** Start of Records provided **
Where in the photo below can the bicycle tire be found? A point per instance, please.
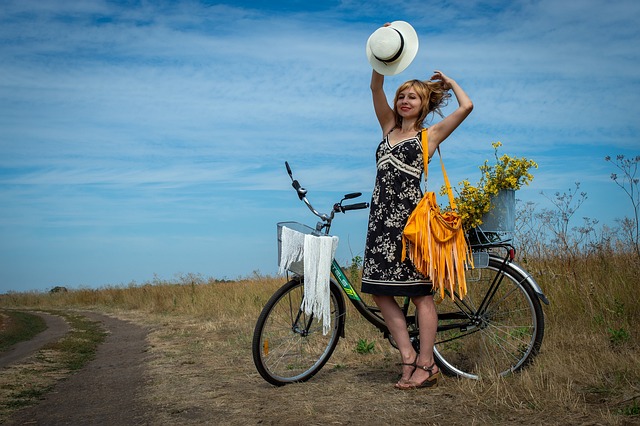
(288, 345)
(502, 339)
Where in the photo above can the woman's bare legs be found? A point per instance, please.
(428, 324)
(397, 324)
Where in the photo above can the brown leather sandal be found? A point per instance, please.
(429, 382)
(402, 381)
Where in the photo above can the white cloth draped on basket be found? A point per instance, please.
(317, 252)
(318, 255)
(292, 246)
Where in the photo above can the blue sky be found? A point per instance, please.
(147, 139)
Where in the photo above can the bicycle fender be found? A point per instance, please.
(532, 282)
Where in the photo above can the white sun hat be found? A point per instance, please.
(391, 49)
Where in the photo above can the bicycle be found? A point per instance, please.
(496, 329)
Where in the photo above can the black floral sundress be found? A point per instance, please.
(396, 193)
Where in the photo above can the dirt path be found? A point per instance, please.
(106, 391)
(56, 328)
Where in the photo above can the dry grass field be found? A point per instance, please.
(588, 371)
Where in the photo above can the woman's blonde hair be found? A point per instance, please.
(433, 97)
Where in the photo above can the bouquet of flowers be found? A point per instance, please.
(507, 173)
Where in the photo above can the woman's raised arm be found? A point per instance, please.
(383, 111)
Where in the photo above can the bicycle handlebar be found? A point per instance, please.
(338, 207)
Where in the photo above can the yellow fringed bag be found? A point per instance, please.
(436, 242)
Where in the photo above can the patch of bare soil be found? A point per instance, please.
(107, 391)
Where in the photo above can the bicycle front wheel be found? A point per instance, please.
(288, 345)
(496, 329)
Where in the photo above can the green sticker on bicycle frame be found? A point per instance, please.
(336, 270)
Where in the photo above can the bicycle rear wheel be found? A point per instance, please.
(497, 328)
(288, 345)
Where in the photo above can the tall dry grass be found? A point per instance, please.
(589, 358)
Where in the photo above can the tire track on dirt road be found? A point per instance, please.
(106, 391)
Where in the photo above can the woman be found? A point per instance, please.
(396, 193)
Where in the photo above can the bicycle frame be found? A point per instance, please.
(466, 314)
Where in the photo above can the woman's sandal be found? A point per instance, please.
(429, 382)
(402, 381)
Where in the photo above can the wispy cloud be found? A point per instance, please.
(172, 120)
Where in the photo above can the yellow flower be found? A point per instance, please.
(474, 201)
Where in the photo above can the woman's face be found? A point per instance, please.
(409, 103)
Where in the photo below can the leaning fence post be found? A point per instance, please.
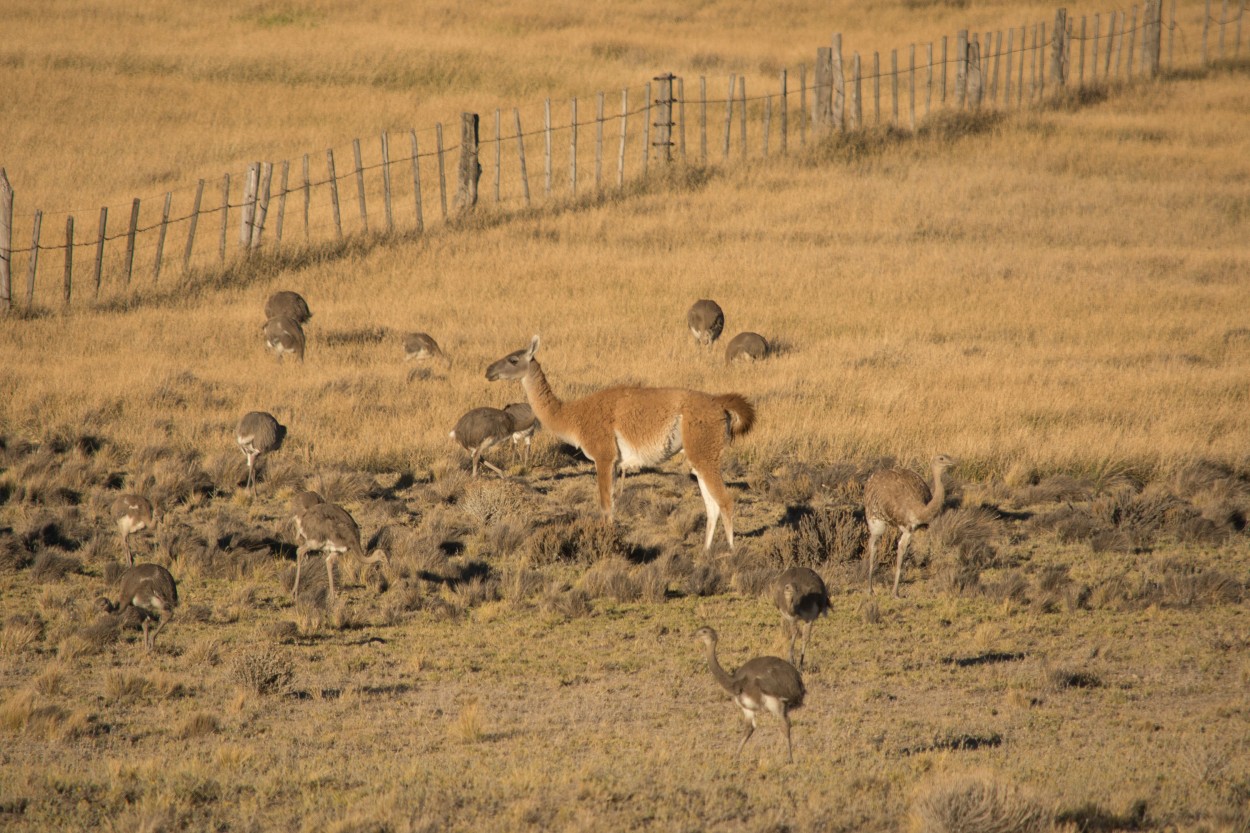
** End of Records provided **
> Your instructions
Starting with the entry line that contains "Where in the photo above can the yellow fringed" and going on through the last line of the entries, give those lines as a numbered list with blank lines left out and the pictures omitted.

> Exercise output
1. Where in the photo above can the yellow fringed bag be found? A point per instance, please.
2. (436, 242)
3. Where in the photo above can the patch of bare soil be found? A point per instance, please.
4. (107, 391)
5. Where in the photo above can the bicycle front wheel be found? A point per instance, please.
6. (288, 345)
7. (496, 329)
8. Where in the photo above can the green sticker on bicycle frame be found? A point per instance, please.
9. (336, 270)
10. Where in the photo above can the bicycle rear wheel be found? A point per instance, please.
11. (497, 328)
12. (288, 345)
13. Where in the photo above can the tall dry grass be found? A point per instance, please.
14. (589, 358)
15. Where in the photo above can the tire track on dirt road be found? A point per instance, please.
16. (106, 391)
17. Where in the photo above can the woman be found? A point per instance, please.
18. (396, 193)
19. Where in the photo above can the bicycle frame be found? A point per instance, please.
20. (466, 314)
21. Where in the photo above can the woman's sandal be found? A point per instance, please.
22. (429, 382)
23. (402, 381)
24. Where in the photo above can the wispy cloud be found? A point per instance, please.
25. (172, 120)
26. Where in the photo above can the yellow flower be found? A point per instance, please.
27. (474, 201)
28. Where in the photo above can the woman's face be found? A point per instance, please.
29. (409, 103)
30. Where in the photo below can the leaning fence post be found? A point per instance, please.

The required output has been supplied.